* **Task directions**
Output the lines below as a two-column CSV with the header text,answer. Give one row for each line and its answer, with each in its own quoted field and any line breaks replaced by spaces.

* **Extracted records**
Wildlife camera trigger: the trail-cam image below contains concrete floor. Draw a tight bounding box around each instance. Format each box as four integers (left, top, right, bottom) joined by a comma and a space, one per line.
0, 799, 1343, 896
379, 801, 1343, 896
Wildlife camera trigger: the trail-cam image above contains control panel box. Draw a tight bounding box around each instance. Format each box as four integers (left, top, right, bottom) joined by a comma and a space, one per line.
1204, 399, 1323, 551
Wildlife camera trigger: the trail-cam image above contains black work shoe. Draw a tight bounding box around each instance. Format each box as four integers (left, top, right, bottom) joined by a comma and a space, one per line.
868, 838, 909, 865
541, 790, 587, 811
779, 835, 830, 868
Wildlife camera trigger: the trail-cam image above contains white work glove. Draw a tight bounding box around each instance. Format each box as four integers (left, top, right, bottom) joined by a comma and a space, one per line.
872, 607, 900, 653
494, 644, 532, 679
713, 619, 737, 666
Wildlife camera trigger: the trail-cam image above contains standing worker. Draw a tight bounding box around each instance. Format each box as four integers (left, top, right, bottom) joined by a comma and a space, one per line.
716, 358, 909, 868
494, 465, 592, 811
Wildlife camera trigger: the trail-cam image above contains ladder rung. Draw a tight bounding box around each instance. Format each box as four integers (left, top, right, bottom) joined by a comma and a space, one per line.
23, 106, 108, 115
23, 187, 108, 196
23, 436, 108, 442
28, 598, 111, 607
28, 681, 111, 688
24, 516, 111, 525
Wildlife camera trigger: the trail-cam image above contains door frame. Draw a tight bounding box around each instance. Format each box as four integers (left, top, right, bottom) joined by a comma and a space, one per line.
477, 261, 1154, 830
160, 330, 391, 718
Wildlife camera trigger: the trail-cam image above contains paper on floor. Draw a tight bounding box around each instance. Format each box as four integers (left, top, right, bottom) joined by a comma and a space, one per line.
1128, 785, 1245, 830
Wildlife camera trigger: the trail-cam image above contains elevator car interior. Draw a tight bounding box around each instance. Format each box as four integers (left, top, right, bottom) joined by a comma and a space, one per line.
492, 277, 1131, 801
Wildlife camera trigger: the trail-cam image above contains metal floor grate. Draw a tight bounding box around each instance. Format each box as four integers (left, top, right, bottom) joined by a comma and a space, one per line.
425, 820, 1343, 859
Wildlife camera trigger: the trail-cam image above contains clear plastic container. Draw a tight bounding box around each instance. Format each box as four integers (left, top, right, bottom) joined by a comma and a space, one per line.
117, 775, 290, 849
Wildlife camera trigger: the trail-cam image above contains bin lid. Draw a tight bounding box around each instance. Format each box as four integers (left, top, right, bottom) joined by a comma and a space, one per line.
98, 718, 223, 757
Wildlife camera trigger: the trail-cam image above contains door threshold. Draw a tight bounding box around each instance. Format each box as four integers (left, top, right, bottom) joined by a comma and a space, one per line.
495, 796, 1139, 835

* **Complete output**
text,answer
"Wildlife camera trigger: the trail-cam image below contains concrete floor. Draw a tight bounding box around each instance. Format each box as four integers (left, top, right, bottom) joined by a comma and a space, one per line.","0, 799, 1343, 896 379, 801, 1343, 896"
"Wildlife camera trigger: the trail-cam image above contains control panel box. Draw a tight bounding box around each instance. Format each box as four integers (left, top, right, bottom) joined by a comma and a space, one per line.","1204, 399, 1323, 551"
"Wildlife camera trigger: the trail-cam image above contains black work shoe. Draw a tight bounding box around each instance. Format each box as four integers (left, top, right, bottom) joined by a comma and a space, one per line.","868, 838, 909, 865 541, 790, 587, 811 779, 835, 830, 868"
"Wildlife camera trigger: the trail-cam image above contains white work glove. Draw a tight bounding box around each instance. Format each box as four integers (left, top, right, bottom) joined by a comma and a space, one per line.","872, 607, 900, 653 494, 644, 532, 679 713, 619, 737, 666"
"Wildlife camera trigger: the trail-cam image above contains standing worker. Draw a tight bounding box around each instance. Format each box as four integers (left, top, right, bottom) joined by a comma and a space, one per line.","716, 358, 909, 868 494, 465, 592, 811"
"Wildlife camera trigger: the trail-cam image above contains ladder rung. Draw a tight bounding box around each instance. Format each box as four integers (left, top, right, bottom) joined by a comma and a space, one per line.","23, 106, 108, 115 23, 187, 108, 196 23, 436, 108, 442 28, 598, 111, 607 28, 681, 111, 688 24, 516, 111, 525"
"Wildlife camera trigger: the trail-cam image above contains door frame. Draw a tight bounding box around each instance. Format each box as four integers (left, top, right, bottom) joined by a comma and a space, one per line.","477, 261, 1154, 830 160, 330, 391, 718"
"Wildlife camera trigger: the trail-cam image above contains paper on floor. Draw a tight bounding box around each instance. Format each box as four integers (left, top, right, bottom) joined by a comma and a space, one per line.","1128, 785, 1245, 830"
"Wildlife camera trigger: the trail-cam image above contains elevator car interior. Draw a tight bounding box around each instance. Format each box as four integers (left, top, right, bottom) joined by a comma and a space, one per line.","492, 277, 1131, 801"
"Wildlife camera trigger: the trail-cam image above contains metal floor grate. Draw a tight bounding box around each instance. Format each box as four integers (left, top, right, bottom) joined by a comma and a space, one per line.","425, 820, 1343, 859"
"Wildlife camera trigger: the trail-cam image above contains clear plastic container. Draw a tight bounding box around each instance. Format each box as four integers (left, top, right, bottom) joined by a comma and a space, one per line.","117, 775, 290, 849"
"Wildlife camera trigger: the trail-cam image above contains bin lid. Draw a tight bounding box around each instance. Format each box as four integers (left, top, right, bottom) joined by a comma and a space, one per line.","98, 718, 223, 757"
"Wildlife camera trigger: the trail-cam image above contains door threshold. Draw a tight bounding box around each instance. Format each box as four integers (left, top, right, bottom) joined by a comma and a space, one per line.","495, 796, 1139, 835"